» Exercise instructions
Can you copy word for word the part of the Python implementations article below, starting with "So the question" and going on through "as it goes."?

» Document passage
# # # # # # #

10 min read
Python is amazing.
Surprisingly, that’s a fairly ambiguous statement. What do I mean by ‘Python’? Do I mean Python the abstract interface? Do I mean CPython, the common Python implementation (and not to be confused with the similarly named Cython)? Or do I mean something else entirely? Maybe I’m obliquely referring to Jython, or IronPython, or PyPy. Or maybe I’ve really gone off the deep end and I’m talking about RPython or RubyPython (which are very, very different things).
While the technologies mentioned above are commonly-named and commonly-referenced, some of them serve completely different purposes (or, at least, operate in completely different ways).
Throughout my time working with the Python interfaces, I’ve run across tons of these .*ython tools. But not until recently did I take the time to understand what they are, how they work, and why they’re necessary (in their own ways).
In this tutorial, I’ll start from scratch and move through the various Python implementations, concluding with a thorough introduction to PyPy, which I believe is the future of the language.
It all starts with an understanding of what ‘Python’ actually is.
If you have a good understanding for machine code, virtual machines, and the like, feel free to skip ahead.
“Is Python interpreted or compiled?”
This is a common point of confusion for Python beginners.
The first thing to realize when making a comparison is that ‘Python’ is an interface. There’s a specification of what Python should do and how it should behave (as with any interface). And there are multiple implementations (as with any interface).
The second thing to realize is that ‘interpreted’ and ‘compiled’ are properties of an implementation, not an interface.
So the question itself isn’t really well-formed.
That said, for the most common Python implementation (CPython: written in C, often referred to as simply ‘Python’, and surely what you’re using if you have no idea what I’m talking about), the answer is: interpreted, with some compilation. CPython compiles* Python source code to bytecode, and then interprets this bytecode, executing it as it goes.
* Note: this isn’t ‘compilation’ in the traditional sense of the word. Typically, we’d say that ‘compilation’ is taking a high-level language and converting it to machine code. But it is a ‘compilation’ of sorts.

# # # # # # #

» Provided records
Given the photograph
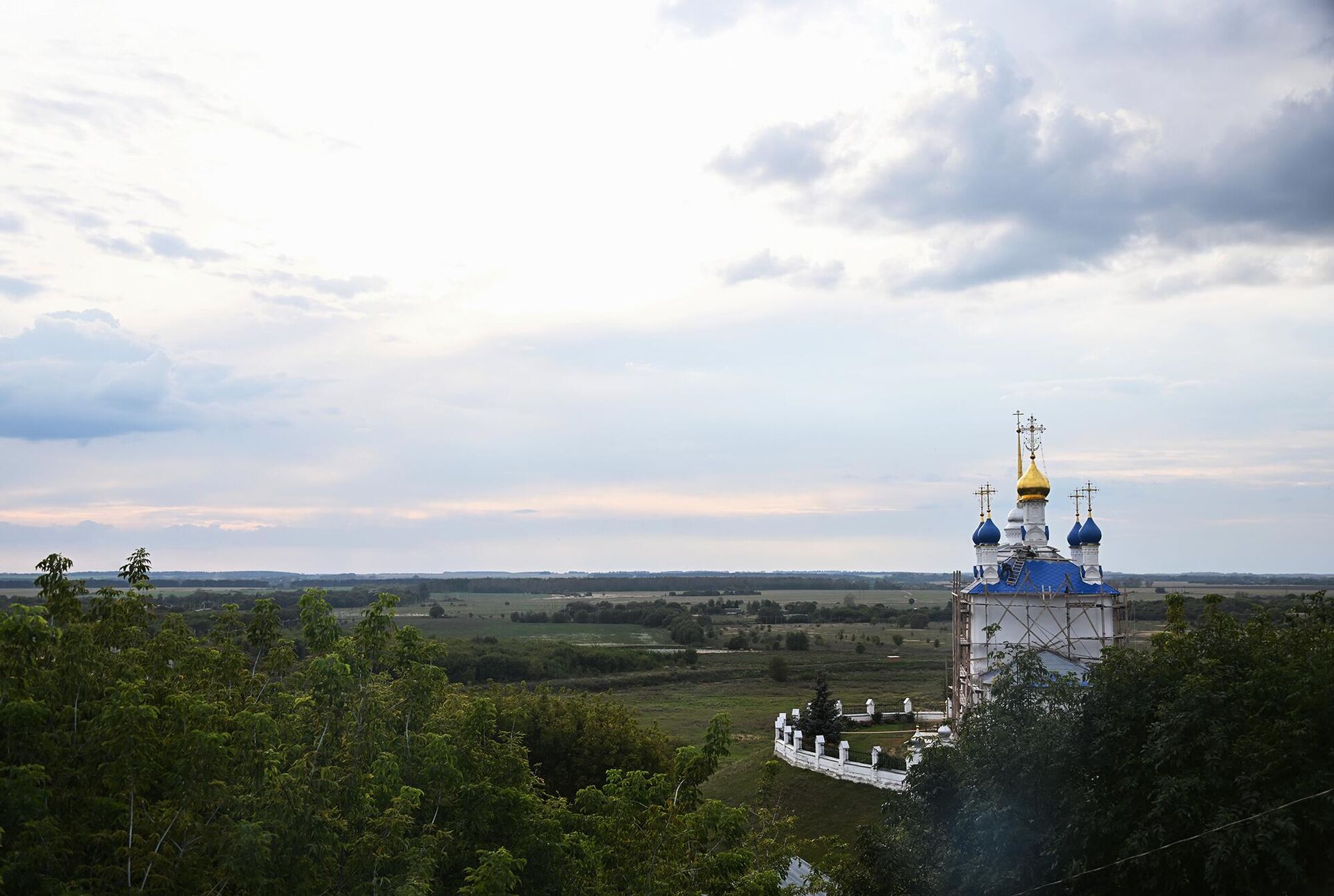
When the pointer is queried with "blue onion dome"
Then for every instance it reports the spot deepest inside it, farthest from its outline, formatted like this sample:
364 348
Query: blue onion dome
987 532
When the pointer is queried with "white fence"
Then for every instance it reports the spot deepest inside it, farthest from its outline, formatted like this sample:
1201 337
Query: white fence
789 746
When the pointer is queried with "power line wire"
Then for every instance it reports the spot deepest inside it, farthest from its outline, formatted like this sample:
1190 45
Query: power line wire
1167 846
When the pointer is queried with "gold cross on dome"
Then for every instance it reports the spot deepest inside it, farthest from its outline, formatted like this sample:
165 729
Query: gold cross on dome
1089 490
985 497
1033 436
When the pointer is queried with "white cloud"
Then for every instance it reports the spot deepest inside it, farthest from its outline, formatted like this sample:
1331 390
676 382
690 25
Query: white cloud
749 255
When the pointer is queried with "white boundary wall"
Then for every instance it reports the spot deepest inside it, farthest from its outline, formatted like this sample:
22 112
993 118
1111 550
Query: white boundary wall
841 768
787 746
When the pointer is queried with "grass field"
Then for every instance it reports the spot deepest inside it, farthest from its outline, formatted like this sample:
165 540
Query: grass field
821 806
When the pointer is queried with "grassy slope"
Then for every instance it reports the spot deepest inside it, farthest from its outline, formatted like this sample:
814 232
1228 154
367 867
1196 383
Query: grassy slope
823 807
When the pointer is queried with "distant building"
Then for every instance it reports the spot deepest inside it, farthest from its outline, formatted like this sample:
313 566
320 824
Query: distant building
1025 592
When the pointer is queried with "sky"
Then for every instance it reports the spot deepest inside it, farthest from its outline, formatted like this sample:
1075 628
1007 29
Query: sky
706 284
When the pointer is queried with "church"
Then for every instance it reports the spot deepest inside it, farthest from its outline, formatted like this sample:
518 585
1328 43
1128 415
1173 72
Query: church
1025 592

# # # # # # #

» Result of this task
So the question itself isn’t really well-formed.
That said, for the most common Python implementation (CPython: written in C, often referred to as simply ‘Python’, and surely what you’re using if you have no idea what I’m talking about), the answer is: interpreted, with some compilation. CPython compiles* Python source code to bytecode, and then interprets this bytecode, executing it as it goes.